The problem
Given the records below, would you repeat exactly the lines that begin at the one containing "Could you please indicate the clear" and end at the one containing "Could you please indicate the arched opening", inclusive?

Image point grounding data

•••

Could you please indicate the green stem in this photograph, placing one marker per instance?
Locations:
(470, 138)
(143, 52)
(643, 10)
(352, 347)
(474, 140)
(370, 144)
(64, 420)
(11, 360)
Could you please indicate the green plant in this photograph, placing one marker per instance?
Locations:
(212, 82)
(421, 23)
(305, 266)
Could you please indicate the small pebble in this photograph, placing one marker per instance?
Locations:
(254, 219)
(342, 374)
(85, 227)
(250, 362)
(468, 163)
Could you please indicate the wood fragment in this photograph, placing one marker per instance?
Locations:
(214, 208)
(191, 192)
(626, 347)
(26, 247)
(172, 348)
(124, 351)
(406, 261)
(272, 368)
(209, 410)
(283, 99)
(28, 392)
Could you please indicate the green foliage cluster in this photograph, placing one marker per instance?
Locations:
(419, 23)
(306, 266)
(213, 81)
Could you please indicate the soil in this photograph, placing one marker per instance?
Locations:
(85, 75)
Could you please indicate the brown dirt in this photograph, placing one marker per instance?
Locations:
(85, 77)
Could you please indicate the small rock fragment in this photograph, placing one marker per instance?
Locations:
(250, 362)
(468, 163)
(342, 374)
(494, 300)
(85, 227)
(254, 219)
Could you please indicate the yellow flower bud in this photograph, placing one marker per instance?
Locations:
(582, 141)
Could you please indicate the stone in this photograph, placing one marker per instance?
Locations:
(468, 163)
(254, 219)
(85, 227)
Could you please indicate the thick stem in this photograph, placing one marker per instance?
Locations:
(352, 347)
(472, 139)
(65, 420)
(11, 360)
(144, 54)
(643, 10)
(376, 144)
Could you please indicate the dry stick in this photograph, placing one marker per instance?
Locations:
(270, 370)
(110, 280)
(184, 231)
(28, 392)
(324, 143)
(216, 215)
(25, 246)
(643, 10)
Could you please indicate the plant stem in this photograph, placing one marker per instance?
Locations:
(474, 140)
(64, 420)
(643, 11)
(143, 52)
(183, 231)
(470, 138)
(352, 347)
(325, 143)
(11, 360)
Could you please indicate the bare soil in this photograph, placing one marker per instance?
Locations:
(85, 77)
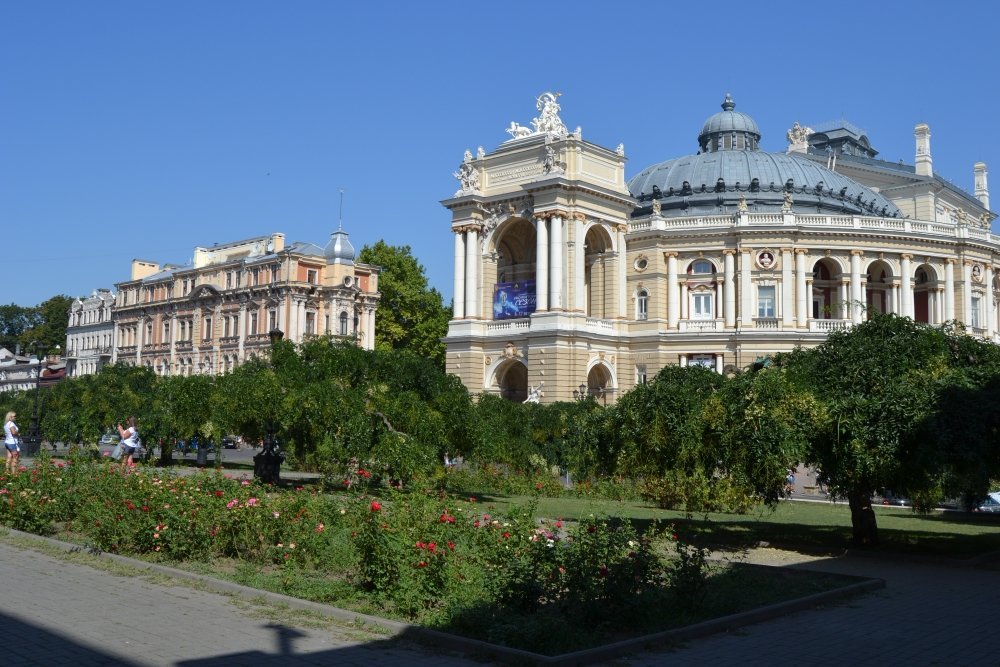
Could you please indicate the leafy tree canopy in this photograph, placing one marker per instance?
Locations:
(411, 315)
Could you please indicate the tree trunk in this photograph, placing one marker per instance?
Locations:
(863, 518)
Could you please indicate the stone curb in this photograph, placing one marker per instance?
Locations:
(474, 647)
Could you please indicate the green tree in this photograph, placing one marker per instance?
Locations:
(411, 315)
(14, 321)
(879, 383)
(48, 323)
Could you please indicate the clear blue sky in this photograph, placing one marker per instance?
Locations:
(141, 129)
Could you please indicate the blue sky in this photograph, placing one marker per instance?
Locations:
(141, 130)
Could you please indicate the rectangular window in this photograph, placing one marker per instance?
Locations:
(765, 301)
(701, 307)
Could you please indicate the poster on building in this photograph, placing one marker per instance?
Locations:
(513, 300)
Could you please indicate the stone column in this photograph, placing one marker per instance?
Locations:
(541, 264)
(967, 292)
(730, 291)
(459, 285)
(787, 312)
(949, 289)
(673, 292)
(801, 295)
(991, 327)
(471, 272)
(557, 279)
(905, 287)
(241, 327)
(856, 294)
(622, 271)
(746, 286)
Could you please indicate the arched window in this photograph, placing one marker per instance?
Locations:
(702, 267)
(642, 305)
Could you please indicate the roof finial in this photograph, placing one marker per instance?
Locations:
(340, 226)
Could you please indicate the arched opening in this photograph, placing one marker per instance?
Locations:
(878, 292)
(827, 301)
(701, 285)
(924, 294)
(514, 273)
(598, 272)
(599, 383)
(512, 380)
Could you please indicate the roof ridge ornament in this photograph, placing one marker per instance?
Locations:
(548, 122)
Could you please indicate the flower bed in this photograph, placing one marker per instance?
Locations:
(443, 562)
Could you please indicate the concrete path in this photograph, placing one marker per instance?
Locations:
(57, 612)
(926, 615)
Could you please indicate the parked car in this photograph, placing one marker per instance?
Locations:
(991, 504)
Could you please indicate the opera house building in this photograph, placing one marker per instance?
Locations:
(573, 279)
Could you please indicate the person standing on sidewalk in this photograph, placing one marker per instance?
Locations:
(130, 442)
(10, 438)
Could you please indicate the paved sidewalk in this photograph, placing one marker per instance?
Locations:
(926, 615)
(55, 612)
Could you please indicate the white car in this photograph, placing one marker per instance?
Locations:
(991, 504)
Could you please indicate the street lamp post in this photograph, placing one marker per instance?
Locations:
(33, 440)
(267, 464)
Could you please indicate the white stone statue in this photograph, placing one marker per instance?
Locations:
(798, 137)
(786, 207)
(534, 393)
(468, 178)
(518, 131)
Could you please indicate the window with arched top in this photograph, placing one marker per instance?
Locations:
(642, 305)
(702, 267)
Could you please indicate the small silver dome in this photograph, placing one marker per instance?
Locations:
(339, 250)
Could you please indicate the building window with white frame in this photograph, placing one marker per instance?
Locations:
(765, 301)
(702, 306)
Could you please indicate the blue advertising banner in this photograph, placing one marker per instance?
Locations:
(513, 300)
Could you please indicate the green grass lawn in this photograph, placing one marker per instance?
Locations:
(797, 524)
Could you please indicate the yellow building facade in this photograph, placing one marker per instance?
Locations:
(571, 280)
(209, 317)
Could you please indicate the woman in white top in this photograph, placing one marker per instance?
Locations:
(130, 441)
(10, 434)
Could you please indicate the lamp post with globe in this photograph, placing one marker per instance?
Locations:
(267, 464)
(33, 439)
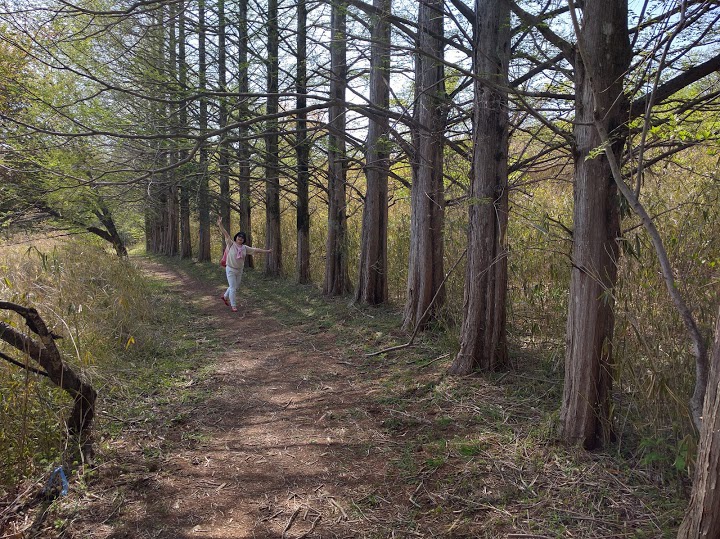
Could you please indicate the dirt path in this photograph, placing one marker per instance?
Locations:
(265, 456)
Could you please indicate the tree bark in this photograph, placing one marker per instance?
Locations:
(224, 144)
(243, 148)
(273, 260)
(372, 287)
(185, 185)
(483, 343)
(203, 187)
(337, 279)
(584, 416)
(702, 518)
(302, 149)
(425, 265)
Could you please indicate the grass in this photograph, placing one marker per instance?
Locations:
(468, 457)
(128, 335)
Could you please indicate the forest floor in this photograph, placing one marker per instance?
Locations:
(290, 430)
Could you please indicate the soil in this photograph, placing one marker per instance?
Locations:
(263, 456)
(290, 434)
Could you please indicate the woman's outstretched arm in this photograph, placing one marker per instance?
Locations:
(226, 234)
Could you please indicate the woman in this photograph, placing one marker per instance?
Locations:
(237, 251)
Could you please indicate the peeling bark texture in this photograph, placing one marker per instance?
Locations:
(702, 518)
(47, 355)
(483, 343)
(372, 286)
(337, 277)
(302, 151)
(203, 254)
(185, 186)
(584, 415)
(243, 147)
(425, 264)
(273, 260)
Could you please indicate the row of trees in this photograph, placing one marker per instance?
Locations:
(252, 108)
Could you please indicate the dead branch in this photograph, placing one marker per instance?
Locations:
(45, 352)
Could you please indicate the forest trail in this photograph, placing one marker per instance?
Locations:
(264, 456)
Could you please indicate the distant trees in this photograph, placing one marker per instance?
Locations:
(203, 106)
(337, 279)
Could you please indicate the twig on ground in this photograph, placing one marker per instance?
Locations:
(290, 522)
(312, 528)
(422, 318)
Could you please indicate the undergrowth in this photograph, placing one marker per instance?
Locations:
(127, 335)
(475, 456)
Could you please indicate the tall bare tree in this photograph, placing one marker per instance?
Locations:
(603, 35)
(337, 280)
(203, 187)
(273, 264)
(224, 145)
(302, 150)
(185, 185)
(425, 266)
(243, 146)
(483, 343)
(372, 287)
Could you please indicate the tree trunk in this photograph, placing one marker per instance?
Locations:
(48, 356)
(113, 236)
(203, 187)
(185, 185)
(372, 277)
(302, 149)
(243, 148)
(224, 145)
(585, 408)
(337, 279)
(483, 343)
(425, 265)
(702, 518)
(273, 263)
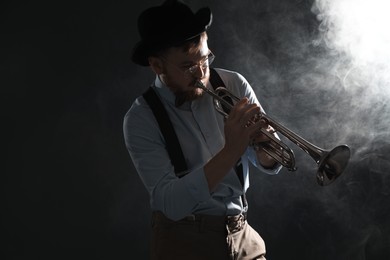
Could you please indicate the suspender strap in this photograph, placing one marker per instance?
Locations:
(172, 143)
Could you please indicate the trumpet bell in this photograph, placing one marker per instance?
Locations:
(332, 164)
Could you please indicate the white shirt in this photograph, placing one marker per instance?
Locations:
(200, 130)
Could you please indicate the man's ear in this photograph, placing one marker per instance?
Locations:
(156, 65)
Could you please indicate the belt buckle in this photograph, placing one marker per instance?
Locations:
(235, 223)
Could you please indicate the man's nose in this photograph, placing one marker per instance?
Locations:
(200, 72)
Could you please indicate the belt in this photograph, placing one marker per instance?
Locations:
(231, 224)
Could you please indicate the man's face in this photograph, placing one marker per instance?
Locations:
(176, 64)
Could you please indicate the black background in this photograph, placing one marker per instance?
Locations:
(68, 184)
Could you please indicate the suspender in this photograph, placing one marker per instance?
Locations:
(166, 127)
(172, 142)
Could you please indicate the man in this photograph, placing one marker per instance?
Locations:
(199, 209)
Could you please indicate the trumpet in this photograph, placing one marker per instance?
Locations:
(331, 163)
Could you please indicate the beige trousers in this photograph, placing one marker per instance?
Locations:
(207, 238)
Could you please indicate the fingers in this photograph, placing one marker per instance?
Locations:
(243, 111)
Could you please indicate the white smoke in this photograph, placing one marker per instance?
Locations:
(357, 35)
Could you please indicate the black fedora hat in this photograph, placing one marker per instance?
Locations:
(168, 25)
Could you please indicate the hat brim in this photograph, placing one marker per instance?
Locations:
(142, 49)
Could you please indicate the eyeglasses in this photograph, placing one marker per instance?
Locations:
(191, 70)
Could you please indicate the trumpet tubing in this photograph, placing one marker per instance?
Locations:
(331, 163)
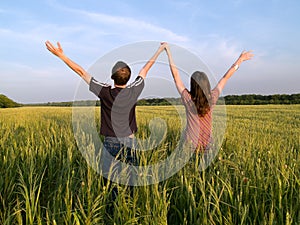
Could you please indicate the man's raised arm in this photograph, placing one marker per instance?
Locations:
(58, 51)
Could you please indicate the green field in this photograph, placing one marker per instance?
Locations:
(255, 178)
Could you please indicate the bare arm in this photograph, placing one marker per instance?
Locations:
(144, 71)
(175, 73)
(58, 51)
(243, 57)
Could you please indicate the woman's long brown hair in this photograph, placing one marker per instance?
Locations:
(201, 92)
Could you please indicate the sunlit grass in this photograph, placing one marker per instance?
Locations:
(255, 179)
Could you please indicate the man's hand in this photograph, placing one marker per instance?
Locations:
(58, 51)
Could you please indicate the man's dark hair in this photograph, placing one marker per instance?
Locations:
(121, 73)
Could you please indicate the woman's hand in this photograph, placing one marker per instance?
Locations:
(245, 55)
(58, 51)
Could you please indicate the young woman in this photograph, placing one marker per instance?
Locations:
(199, 102)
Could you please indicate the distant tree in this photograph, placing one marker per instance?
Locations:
(5, 102)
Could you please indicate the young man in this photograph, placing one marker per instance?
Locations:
(118, 120)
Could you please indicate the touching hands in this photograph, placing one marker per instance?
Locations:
(58, 51)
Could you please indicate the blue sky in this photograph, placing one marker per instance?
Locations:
(215, 31)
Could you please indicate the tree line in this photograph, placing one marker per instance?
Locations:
(251, 99)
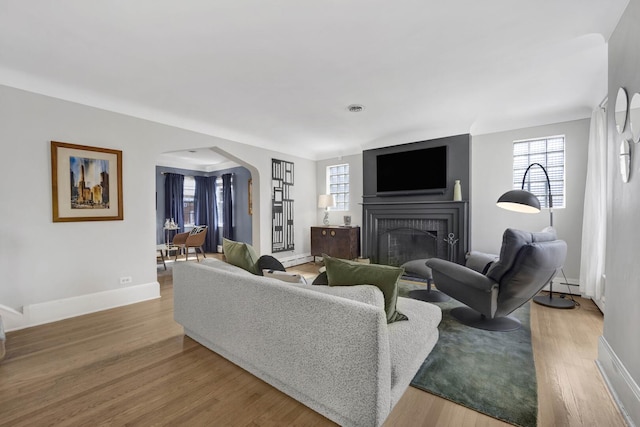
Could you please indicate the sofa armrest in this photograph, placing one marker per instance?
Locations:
(459, 275)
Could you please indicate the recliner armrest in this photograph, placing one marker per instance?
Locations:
(465, 276)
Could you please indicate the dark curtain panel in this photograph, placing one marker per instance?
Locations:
(206, 210)
(227, 207)
(173, 198)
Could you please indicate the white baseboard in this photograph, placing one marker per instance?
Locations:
(52, 311)
(623, 388)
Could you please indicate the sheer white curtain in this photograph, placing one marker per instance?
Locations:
(594, 224)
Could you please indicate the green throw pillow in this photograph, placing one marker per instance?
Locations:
(341, 272)
(241, 255)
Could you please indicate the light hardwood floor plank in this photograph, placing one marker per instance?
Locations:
(133, 366)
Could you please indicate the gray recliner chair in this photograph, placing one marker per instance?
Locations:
(527, 262)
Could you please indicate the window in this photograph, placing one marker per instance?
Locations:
(219, 201)
(338, 185)
(549, 152)
(189, 189)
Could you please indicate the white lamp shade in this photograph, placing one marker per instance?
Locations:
(326, 201)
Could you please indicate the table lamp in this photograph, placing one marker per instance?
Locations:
(326, 201)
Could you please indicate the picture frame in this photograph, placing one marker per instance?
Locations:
(86, 183)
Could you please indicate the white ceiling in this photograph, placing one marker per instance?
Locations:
(279, 74)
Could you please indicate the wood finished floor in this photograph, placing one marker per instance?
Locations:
(133, 366)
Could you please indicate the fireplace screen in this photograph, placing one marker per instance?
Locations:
(400, 245)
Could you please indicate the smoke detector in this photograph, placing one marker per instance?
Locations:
(355, 108)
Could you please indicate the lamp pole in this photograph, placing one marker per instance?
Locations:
(524, 178)
(549, 301)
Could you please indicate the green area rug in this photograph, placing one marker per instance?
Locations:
(489, 372)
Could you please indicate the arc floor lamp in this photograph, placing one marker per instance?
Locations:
(527, 202)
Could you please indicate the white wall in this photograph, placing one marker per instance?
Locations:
(355, 189)
(492, 175)
(619, 352)
(46, 267)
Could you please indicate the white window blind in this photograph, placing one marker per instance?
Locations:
(189, 191)
(338, 185)
(549, 152)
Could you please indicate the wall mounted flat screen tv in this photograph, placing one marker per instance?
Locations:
(422, 171)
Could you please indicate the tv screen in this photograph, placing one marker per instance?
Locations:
(421, 171)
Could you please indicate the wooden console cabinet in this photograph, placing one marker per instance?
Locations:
(335, 241)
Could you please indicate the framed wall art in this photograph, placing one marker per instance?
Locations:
(86, 183)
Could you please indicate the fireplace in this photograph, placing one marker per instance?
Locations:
(395, 233)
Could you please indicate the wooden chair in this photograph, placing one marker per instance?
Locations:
(193, 239)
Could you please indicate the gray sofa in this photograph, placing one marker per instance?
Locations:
(328, 347)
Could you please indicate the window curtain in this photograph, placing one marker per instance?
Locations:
(174, 198)
(206, 210)
(227, 207)
(594, 221)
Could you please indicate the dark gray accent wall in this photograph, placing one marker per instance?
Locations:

•••

Solution
Could you please indicate the clear blue sky in this photograph, placing one marker per instance?
Locations:
(141, 129)
Could you please indicate the blue sky in this photograph, placing one marker per instance?
Locations:
(141, 130)
Could you please indicate the rectangular window in this photograph, placing one marker per instance?
Locations:
(765, 301)
(701, 307)
Could you please indicate the poster on building in this photograph, placing one marker per instance?
Locations:
(513, 300)
Could you please indicate the stone column in this photograph, placing one marker per instance?
Locations:
(541, 264)
(967, 292)
(730, 291)
(459, 285)
(787, 312)
(949, 289)
(673, 292)
(801, 295)
(991, 327)
(471, 272)
(557, 279)
(905, 287)
(241, 327)
(856, 294)
(622, 271)
(746, 286)
Could you please indicate the arched window in this photograph, placing one marker per instance?
Locations:
(702, 267)
(642, 305)
Could you please indicate the roof finial in this photograph, placing one marker per instance?
Locations:
(340, 226)
Could you please indicate the arched opening in this photograph, placing one marker per instance?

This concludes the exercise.